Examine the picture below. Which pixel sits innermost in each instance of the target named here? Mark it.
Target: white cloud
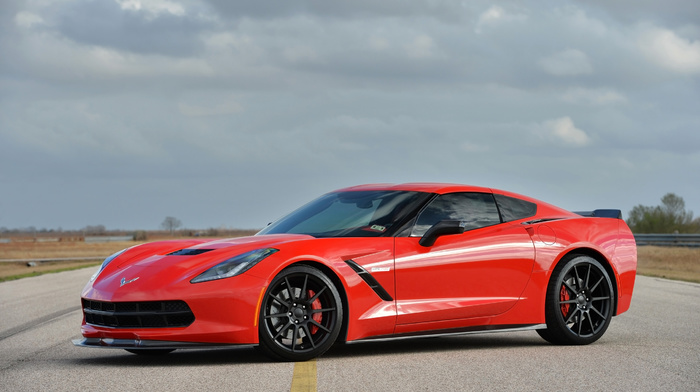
(670, 51)
(593, 96)
(494, 16)
(563, 131)
(152, 7)
(421, 47)
(28, 20)
(224, 108)
(570, 62)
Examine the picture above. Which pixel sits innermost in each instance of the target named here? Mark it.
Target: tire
(150, 352)
(300, 316)
(579, 303)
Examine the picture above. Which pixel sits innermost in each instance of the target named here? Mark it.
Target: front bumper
(141, 344)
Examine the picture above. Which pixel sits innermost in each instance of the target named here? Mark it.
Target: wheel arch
(599, 257)
(333, 276)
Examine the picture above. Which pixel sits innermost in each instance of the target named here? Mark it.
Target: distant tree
(171, 224)
(97, 229)
(669, 217)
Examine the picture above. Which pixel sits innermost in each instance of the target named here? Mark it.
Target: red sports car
(371, 262)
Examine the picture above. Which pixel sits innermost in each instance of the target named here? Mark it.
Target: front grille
(151, 314)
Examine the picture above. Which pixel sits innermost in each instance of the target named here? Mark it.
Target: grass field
(665, 262)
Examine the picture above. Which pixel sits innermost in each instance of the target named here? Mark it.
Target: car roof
(430, 187)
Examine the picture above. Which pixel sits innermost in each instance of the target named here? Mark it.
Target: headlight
(234, 266)
(104, 264)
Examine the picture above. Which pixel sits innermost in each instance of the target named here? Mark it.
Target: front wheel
(580, 302)
(300, 315)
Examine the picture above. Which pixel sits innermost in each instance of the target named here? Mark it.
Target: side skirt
(453, 332)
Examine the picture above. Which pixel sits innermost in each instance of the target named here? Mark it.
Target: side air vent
(189, 252)
(369, 279)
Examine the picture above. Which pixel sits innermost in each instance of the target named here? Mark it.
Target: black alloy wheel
(580, 302)
(300, 316)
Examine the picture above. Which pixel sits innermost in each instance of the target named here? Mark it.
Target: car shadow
(435, 344)
(249, 354)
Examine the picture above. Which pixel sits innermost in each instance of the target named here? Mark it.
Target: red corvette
(371, 262)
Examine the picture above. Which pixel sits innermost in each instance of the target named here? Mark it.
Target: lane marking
(304, 379)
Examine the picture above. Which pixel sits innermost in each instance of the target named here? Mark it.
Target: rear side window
(475, 210)
(513, 209)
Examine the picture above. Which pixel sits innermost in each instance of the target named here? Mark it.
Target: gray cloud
(122, 113)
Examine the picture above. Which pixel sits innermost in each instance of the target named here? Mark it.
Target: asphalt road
(653, 347)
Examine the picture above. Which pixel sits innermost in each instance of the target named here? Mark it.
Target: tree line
(667, 218)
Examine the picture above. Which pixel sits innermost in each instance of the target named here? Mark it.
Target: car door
(478, 273)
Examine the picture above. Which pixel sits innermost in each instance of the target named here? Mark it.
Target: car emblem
(124, 281)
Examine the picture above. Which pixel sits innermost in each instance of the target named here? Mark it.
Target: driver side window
(477, 210)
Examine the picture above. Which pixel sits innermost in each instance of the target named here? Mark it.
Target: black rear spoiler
(617, 214)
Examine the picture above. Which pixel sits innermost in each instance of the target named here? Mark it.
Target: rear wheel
(580, 302)
(300, 316)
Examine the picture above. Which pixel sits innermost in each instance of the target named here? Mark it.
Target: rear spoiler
(616, 214)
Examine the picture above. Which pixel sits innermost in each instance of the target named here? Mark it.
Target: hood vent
(189, 252)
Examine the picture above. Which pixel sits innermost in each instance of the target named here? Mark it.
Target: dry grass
(665, 262)
(55, 250)
(671, 263)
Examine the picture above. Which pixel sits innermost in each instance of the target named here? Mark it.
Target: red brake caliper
(316, 316)
(564, 296)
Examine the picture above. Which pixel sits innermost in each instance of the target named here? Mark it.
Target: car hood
(167, 262)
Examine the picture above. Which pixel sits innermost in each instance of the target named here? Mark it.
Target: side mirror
(439, 229)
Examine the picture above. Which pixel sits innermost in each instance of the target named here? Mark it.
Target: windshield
(350, 214)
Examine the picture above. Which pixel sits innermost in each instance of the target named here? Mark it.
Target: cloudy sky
(231, 113)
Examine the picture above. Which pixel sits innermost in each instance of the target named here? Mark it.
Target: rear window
(513, 209)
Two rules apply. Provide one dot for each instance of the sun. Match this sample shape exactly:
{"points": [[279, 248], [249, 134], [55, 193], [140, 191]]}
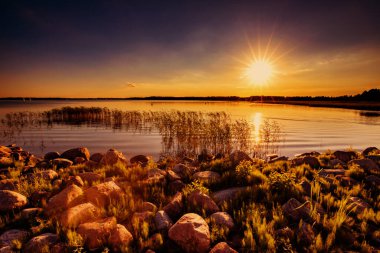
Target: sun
{"points": [[259, 72]]}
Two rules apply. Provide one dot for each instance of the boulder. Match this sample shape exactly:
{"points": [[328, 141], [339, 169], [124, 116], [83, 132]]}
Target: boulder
{"points": [[345, 156], [51, 156], [222, 247], [366, 164], [207, 177], [41, 243], [9, 236], [308, 160], [95, 234], [227, 194], [222, 219], [6, 162], [140, 159], [103, 194], [238, 156], [10, 200], [162, 221], [74, 216], [63, 200], [295, 210], [90, 178], [201, 202], [73, 153], [175, 206], [120, 238], [61, 163], [112, 157], [191, 233], [96, 157]]}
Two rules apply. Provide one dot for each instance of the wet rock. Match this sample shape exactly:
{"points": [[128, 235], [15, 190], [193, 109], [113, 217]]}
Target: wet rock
{"points": [[176, 186], [74, 180], [175, 206], [61, 163], [7, 238], [163, 221], [73, 153], [295, 210], [103, 194], [201, 202], [308, 160], [238, 156], [222, 247], [369, 150], [51, 156], [74, 216], [345, 156], [148, 206], [191, 233], [63, 200], [90, 178], [140, 159], [41, 243], [366, 164], [6, 162], [228, 194], [207, 177], [120, 238], [96, 233], [96, 157], [112, 157], [357, 205], [10, 200], [222, 219]]}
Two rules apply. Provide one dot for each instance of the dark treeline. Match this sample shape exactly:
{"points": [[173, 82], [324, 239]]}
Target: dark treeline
{"points": [[370, 95]]}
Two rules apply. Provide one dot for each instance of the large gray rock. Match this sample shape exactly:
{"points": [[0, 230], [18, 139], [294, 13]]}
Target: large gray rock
{"points": [[191, 233], [10, 200]]}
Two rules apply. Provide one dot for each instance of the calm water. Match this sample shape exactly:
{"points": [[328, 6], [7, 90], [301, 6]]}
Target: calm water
{"points": [[304, 128]]}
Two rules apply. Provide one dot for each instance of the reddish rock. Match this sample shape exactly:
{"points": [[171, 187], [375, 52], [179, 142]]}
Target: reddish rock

=-=-=-=-=

▶ EXERCISE REQUIREMENTS:
Where a line in the listing above includes the string "reddish", copy that line.

▶ COMPLETED TASK:
Two rules apply. Provide one dot for each instance of the reddish rock. Match this sample shape exactly:
Target: reddish rock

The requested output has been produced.